# [Problem to solve]
Count the lines in the data below that contain the string "stake", treating uppercase and lowercase as different. Reply with the number alone.

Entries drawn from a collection
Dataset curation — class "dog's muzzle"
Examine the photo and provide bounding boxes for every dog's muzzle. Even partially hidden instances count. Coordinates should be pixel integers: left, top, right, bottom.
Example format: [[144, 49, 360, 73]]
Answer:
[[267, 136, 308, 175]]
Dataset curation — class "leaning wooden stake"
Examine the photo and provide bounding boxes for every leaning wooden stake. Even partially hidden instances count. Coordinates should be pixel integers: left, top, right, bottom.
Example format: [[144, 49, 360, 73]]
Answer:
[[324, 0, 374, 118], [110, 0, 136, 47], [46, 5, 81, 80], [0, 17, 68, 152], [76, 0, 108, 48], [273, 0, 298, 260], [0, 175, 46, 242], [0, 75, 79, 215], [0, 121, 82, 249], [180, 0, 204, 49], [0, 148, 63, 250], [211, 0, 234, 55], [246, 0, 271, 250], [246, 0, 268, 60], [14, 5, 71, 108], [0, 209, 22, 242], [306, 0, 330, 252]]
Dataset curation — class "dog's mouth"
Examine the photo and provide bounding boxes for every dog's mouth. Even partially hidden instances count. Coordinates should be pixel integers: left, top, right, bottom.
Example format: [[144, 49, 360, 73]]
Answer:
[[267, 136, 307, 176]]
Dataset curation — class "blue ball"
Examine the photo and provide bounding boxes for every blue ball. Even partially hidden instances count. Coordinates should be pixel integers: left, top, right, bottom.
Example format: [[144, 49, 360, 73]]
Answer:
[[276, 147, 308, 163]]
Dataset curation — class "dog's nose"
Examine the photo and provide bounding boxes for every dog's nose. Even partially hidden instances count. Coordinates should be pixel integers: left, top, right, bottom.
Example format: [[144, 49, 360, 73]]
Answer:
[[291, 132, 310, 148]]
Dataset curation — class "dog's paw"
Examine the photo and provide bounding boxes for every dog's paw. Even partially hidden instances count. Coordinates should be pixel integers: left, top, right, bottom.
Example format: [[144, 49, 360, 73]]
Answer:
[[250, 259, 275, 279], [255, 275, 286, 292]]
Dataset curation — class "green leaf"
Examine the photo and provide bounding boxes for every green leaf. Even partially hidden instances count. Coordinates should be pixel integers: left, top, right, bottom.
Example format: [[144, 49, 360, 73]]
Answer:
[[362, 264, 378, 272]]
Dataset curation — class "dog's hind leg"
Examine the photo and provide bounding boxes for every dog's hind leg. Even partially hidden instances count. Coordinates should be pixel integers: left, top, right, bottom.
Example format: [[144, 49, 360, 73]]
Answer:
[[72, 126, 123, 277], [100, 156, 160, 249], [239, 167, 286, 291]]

# [Exercise solution]
2